- _PASSAGE GIVEN_:
▼

Page MenuHomeFreeBSD

New SACK (RFC6675)
ClosedPublic

Authored by rscheff on Jan 26 2019, 9:29 PM.

Details

Summary

RFC6675, the update to SACK loss recovery (RFC3517), has the following new features:

  • an improved pipe calculation, which was already partially implemented*
  • an improved logic, when to enter Loss Recovery
  • as icing on the cake, RescueRetransmission was added

With RFC6675, each independed SACK block, and each SMSS number of data SACKed, are considered for the purpose of having crossed the DupThresh threshold.
E.g. unlike before, where 3 independent duplicate ACKs were required (4 ACKs with the same Acknowledgement number), even the first DupACK seen could start
loss recovery, provided the SACK information contained indicates that more than 2 MSS blocks were received (2 MSS + 1 byte, spanning at least 3 different
segments).

Especially in situations where the return path exhibits high (ACK) loss rates ("ACK thinning"), this can help starting loss recovery more timely.

▲

- _PROBLEM 1_:
In the SACK summary, which earlier RFC does RFC6675 update?
- _PROBLEM 2_:
List the new features of RFC6675 that the SACK summary names.
- _PROBLEM 3_:
Continue the SACK summary from its last sentence.

- _EXTRACTED RECORDS_:
▼

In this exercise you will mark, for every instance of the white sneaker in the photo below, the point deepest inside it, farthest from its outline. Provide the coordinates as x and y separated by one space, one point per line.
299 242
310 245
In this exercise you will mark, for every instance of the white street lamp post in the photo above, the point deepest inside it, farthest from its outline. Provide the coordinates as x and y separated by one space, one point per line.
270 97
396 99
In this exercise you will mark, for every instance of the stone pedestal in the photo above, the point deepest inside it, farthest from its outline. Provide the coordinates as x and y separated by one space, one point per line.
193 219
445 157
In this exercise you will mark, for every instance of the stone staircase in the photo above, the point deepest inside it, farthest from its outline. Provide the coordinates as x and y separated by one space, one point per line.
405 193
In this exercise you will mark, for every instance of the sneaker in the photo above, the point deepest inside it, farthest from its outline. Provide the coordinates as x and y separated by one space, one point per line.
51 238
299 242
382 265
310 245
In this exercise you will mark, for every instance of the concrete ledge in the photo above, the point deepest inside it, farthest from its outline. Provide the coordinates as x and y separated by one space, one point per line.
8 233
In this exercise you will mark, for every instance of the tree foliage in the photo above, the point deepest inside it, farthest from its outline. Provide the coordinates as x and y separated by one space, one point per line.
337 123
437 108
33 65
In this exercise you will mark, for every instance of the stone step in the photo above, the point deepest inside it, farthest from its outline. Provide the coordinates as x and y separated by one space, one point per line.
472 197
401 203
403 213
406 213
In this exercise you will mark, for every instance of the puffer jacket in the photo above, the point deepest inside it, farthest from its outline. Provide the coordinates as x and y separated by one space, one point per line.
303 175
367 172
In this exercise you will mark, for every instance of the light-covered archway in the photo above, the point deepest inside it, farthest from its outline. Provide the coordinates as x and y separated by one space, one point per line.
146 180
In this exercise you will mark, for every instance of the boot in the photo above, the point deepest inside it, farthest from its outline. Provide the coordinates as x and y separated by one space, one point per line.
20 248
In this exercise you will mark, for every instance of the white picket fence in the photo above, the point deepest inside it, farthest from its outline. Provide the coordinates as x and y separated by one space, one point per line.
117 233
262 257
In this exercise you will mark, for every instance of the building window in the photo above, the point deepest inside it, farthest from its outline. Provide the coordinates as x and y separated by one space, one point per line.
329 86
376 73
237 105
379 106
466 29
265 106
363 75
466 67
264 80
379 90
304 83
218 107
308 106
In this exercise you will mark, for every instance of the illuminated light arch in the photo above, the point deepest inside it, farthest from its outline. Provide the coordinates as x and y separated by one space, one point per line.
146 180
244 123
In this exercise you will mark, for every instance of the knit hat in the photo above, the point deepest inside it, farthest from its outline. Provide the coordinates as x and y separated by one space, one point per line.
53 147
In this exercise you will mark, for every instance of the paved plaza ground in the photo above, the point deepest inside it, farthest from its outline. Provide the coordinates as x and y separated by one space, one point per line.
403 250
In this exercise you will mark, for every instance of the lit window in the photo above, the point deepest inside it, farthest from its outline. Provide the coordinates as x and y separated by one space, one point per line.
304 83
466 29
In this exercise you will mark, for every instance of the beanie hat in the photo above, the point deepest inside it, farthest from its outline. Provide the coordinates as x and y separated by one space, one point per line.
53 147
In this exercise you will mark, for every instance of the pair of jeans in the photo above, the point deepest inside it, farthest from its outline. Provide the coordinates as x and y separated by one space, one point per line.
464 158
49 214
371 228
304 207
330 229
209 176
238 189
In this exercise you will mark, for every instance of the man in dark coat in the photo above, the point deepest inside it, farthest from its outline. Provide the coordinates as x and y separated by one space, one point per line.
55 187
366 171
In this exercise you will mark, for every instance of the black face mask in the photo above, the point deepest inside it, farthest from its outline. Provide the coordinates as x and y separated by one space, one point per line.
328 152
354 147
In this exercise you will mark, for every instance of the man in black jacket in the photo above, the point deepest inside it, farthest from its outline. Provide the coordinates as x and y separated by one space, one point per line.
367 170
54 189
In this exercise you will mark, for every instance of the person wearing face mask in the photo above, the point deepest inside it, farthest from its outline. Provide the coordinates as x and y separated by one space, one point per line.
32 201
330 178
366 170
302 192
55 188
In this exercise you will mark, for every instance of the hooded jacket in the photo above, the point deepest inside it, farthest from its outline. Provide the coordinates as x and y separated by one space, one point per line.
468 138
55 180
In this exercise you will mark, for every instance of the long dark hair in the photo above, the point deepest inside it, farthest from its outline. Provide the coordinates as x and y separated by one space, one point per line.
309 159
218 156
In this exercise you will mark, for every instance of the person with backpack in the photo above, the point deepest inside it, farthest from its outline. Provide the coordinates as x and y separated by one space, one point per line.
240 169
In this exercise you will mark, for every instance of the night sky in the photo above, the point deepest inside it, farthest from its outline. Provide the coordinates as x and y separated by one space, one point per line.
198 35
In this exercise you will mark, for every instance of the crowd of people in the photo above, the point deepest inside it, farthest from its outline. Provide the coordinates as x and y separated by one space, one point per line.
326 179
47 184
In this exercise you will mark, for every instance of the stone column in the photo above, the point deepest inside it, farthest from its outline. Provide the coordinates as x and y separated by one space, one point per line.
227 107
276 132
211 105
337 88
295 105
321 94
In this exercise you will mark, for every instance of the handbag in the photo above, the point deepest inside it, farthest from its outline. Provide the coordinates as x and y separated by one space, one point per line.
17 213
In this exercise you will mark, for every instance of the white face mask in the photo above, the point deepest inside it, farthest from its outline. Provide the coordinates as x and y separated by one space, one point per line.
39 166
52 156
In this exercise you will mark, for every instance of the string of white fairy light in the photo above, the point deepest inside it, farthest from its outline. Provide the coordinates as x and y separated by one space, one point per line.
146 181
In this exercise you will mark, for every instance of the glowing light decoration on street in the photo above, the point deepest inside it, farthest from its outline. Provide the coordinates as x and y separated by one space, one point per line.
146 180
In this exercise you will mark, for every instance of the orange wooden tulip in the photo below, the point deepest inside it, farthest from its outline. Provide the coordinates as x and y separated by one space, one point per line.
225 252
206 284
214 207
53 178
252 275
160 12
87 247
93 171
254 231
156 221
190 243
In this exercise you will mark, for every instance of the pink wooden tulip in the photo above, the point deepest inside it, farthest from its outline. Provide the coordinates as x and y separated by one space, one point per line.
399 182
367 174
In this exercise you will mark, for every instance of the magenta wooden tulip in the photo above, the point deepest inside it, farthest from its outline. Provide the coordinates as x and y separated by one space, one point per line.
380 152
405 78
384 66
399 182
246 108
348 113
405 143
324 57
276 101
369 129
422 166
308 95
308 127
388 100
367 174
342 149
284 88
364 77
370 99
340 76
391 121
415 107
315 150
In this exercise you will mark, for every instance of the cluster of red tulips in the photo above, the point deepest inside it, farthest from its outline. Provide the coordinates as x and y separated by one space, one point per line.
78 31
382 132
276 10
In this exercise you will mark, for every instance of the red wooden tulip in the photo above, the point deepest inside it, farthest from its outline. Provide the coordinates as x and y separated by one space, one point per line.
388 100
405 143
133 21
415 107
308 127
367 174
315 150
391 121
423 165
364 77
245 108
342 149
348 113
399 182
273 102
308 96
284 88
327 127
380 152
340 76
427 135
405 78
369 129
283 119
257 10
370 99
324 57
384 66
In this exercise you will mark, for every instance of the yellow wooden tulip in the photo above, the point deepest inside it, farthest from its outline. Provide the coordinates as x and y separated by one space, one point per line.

▲

- _RESPONSE 1_:
RFC3517

- _RESPONSE 2_:
- An improved pipe calculation, which was already partially implemented
- Improved logic for when to enter Loss Recovery
- RescueRetransmission

- _RESPONSE 3_:
The RescueRetransmission is a feature in particular for use in Request-Response type of traffic, where additional data may only be made available to TCP,
after all the previous data has been delivered in full to the client. This pattern is prevalent in IO (storage, e.g. NFS) environments. While at the end
of loss recovery (all known missing data has been retransmitted, but no SACK block covering Recovery was receives, and no additional data is available to
send), the sender will transmit the very last segment once more, if possible. If a burst loss happend to drop a 1 or more packets just left to snd_max,
without this feature TCP has to revert to RTO to recover from such a situation.

  • The prior rfc6675_pipe calculation only considered data received in the last SACK option. For more than (typically) 3 seperate losses in a window, the

TCP option itself does not the entire relevant data. D18624 addresses this, and provides additional state data relevant for PRR too.

This Patch also contains D18624, as RFC6675 makes use of many of these SACK state variables, and they should be calculated properly.

All changes use the sysctl "rfc6675_pipe" for now.

Diff Detail

Repository
R10 FreeBSD src repository
Lint
Automatic diff as part of commit; lint not applicable.
Unit
Automatic diff as part of commit; unit tests not applicable.

Event Timeline

  • missed to revert tcpcb variable name used during testing

Packetdrill script to validate both new functionalities of Rescue Retransmission, as well as PartialAck with 3 MSS Sack Block to enter Loss Recovery.

sys/netinet/tcp_input.c
2504

New variables should not be declared in the middle of a function.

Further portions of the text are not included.